### [What you have to do]
Find each row below that contains the word "green", and copy every such line in full.

### [Data listing]

┄┄┄┄┄┄┄┄┄┄┄┄┄┄┄┄┄┄┄┄

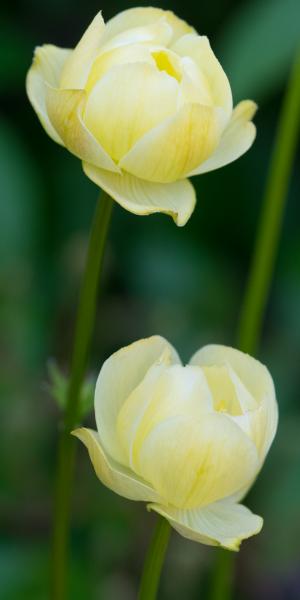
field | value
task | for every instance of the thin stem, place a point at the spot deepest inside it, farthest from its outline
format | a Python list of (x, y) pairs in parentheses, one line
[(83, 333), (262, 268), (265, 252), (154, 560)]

┄┄┄┄┄┄┄┄┄┄┄┄┄┄┄┄┄┄┄┄

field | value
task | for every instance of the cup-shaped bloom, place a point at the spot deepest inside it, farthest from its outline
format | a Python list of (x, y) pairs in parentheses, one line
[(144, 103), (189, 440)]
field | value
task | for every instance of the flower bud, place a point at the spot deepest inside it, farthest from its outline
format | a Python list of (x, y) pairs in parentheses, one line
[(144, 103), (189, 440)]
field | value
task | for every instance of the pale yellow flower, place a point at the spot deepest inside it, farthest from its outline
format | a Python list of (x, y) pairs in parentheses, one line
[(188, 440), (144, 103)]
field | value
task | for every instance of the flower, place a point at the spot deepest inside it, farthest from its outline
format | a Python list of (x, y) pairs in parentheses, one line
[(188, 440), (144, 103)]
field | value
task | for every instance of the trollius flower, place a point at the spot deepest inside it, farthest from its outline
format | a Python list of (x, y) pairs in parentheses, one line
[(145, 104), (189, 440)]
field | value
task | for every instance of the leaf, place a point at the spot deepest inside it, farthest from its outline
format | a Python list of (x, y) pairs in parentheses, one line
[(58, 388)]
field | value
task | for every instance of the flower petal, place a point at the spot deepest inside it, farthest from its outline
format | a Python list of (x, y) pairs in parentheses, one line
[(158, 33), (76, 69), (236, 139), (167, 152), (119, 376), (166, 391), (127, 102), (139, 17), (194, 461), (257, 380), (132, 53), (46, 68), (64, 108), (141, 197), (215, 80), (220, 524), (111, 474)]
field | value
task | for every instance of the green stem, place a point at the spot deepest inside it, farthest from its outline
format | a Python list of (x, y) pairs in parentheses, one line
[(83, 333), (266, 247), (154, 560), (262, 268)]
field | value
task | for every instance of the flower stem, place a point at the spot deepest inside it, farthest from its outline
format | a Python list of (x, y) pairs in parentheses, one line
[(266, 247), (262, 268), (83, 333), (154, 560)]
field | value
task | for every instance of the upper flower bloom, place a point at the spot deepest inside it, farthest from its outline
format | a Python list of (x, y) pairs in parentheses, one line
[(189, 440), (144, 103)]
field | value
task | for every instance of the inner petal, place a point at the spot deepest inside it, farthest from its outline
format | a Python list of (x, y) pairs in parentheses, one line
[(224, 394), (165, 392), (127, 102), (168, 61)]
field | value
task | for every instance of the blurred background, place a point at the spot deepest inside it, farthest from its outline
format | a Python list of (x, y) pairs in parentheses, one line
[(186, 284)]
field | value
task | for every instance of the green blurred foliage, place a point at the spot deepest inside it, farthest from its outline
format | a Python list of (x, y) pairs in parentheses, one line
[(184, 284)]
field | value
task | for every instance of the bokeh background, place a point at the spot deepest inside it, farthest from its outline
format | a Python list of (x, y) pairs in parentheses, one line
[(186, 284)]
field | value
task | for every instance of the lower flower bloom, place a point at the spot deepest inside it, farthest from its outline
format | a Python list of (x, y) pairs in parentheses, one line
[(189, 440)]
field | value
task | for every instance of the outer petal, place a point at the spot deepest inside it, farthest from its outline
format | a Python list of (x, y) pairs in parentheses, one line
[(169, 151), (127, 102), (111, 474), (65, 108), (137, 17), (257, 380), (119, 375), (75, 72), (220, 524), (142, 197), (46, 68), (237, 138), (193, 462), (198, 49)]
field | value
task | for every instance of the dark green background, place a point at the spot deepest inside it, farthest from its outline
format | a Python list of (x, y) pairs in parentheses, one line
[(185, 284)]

┄┄┄┄┄┄┄┄┄┄┄┄┄┄┄┄┄┄┄┄

### [In response]
task | for every instance of the green stem, place a point at the spot deepest inside it, farthest from its outline
task | for every instance of the green blurred foliage, place a point at the spot deepest inside it, farthest from its outline
task | for every instance of the dark green background, place a point at the spot deepest inside it, farthest from its outline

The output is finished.